▸ Instruction:
Starting at the beginning of the source data and ending at the line that contains "(426, 121), (458, 191)", write out every line in full, scaling each answer coordinate by 1.55 and rounding to the nearest whole number, with halves rounded up. Keep the sample pairs that show the format unchanged.

* Begin Information provided *

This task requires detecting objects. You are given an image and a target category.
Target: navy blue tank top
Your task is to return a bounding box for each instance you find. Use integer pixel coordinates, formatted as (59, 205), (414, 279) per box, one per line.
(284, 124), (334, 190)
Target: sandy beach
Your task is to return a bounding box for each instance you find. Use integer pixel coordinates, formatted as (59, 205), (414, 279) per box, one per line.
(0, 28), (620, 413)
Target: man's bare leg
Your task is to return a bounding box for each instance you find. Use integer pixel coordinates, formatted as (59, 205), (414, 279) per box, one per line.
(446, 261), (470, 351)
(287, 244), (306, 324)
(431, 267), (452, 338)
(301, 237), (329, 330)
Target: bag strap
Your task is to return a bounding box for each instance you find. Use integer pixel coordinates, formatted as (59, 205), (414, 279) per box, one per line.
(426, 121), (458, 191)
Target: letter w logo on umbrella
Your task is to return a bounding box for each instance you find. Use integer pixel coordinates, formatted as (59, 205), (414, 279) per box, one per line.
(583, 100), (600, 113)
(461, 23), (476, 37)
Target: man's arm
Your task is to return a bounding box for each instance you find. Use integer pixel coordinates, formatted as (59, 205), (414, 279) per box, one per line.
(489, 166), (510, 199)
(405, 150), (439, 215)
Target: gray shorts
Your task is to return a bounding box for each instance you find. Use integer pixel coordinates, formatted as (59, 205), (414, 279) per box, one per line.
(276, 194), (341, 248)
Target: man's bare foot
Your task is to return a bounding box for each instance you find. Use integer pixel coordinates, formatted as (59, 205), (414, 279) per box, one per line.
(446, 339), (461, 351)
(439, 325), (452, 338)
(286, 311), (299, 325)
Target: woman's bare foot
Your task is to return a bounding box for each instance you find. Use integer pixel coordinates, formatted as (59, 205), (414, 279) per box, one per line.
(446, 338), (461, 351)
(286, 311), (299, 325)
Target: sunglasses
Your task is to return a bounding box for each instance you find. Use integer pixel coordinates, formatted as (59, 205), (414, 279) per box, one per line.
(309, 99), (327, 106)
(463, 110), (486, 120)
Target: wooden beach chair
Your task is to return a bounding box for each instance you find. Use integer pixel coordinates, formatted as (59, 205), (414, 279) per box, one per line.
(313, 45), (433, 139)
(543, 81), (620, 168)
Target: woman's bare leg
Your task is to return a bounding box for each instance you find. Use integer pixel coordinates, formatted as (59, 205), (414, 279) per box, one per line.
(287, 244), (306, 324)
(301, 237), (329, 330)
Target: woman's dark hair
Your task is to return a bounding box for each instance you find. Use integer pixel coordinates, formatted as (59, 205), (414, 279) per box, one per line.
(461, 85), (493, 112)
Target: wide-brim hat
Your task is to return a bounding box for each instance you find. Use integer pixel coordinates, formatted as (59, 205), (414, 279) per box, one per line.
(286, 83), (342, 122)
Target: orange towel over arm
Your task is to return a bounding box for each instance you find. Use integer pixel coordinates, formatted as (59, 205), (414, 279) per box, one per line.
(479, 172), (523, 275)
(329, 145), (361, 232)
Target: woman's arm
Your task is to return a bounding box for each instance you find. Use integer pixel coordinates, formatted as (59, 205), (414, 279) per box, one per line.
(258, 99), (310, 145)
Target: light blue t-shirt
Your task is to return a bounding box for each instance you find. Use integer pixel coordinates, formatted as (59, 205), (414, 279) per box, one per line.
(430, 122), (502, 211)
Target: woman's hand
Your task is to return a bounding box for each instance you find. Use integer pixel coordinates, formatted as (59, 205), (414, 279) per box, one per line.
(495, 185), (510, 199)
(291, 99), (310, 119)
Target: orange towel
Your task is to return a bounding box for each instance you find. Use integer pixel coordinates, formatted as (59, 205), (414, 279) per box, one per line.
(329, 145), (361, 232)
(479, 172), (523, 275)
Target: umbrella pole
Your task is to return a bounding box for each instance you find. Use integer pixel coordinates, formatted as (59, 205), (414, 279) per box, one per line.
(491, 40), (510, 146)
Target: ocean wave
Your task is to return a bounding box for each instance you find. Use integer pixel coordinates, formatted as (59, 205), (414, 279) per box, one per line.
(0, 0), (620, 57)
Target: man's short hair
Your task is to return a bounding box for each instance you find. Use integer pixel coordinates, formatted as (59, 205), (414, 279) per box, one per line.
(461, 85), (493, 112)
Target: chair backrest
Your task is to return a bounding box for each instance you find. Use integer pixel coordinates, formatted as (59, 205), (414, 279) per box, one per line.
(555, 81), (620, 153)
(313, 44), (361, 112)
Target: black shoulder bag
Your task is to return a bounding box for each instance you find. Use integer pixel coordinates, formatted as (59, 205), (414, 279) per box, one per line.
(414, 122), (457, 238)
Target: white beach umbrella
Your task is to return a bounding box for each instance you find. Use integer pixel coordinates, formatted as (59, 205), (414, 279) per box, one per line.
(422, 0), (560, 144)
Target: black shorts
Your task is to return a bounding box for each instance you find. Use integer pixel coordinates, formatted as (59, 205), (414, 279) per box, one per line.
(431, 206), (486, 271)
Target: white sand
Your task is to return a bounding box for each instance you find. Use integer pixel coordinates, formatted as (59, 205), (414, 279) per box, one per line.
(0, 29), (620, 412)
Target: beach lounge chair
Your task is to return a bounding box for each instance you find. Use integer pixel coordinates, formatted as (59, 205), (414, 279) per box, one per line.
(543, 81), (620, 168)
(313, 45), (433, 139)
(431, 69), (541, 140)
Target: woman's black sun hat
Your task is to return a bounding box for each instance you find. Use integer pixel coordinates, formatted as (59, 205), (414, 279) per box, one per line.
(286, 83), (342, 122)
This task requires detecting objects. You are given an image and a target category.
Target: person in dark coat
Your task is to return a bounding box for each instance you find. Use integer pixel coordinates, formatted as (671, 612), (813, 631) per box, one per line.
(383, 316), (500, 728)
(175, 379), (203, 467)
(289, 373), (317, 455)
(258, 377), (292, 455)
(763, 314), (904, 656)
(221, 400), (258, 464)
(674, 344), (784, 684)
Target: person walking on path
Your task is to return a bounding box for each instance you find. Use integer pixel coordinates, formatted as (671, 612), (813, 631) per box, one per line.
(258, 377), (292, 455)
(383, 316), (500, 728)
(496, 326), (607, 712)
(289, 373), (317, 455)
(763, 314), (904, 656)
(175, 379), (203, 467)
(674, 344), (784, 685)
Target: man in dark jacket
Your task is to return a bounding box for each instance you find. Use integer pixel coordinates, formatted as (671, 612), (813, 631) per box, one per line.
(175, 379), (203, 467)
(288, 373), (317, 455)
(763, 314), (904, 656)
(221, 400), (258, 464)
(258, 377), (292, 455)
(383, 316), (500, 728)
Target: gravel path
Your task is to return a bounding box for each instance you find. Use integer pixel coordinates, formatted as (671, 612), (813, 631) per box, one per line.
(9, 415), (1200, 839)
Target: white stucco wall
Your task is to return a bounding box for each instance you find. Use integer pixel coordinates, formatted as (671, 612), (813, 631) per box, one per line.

* End Information provided *

▸ Exercise result:
This task requires detecting objects. You are given an image and a target category.
Target: navy blue tank top
Your task is to return a bounding box for each instance you find. Use integer pixel coordinates, formatted as (59, 205), (414, 279) per box, one per line.
(440, 192), (518, 295)
Target: sandy beach
Your task is to return a bounding box for each instance you find. Use integer pixel coordinates, formatted as (59, 205), (414, 279) per box, one per line.
(0, 43), (961, 640)
Target: man's bare leg
Your task is to return a bounding box for each instance you find. Use integer pixel coordinates, formatted as (59, 205), (414, 279) per box, one per line.
(691, 405), (729, 544)
(445, 378), (474, 502)
(668, 414), (701, 524)
(467, 367), (510, 512)
Target: bag strap
Your task is to return a bounding box for each instance you find. Use integer pixel coordinates, formatted as (59, 205), (414, 279) per box, one per line.
(660, 188), (710, 296)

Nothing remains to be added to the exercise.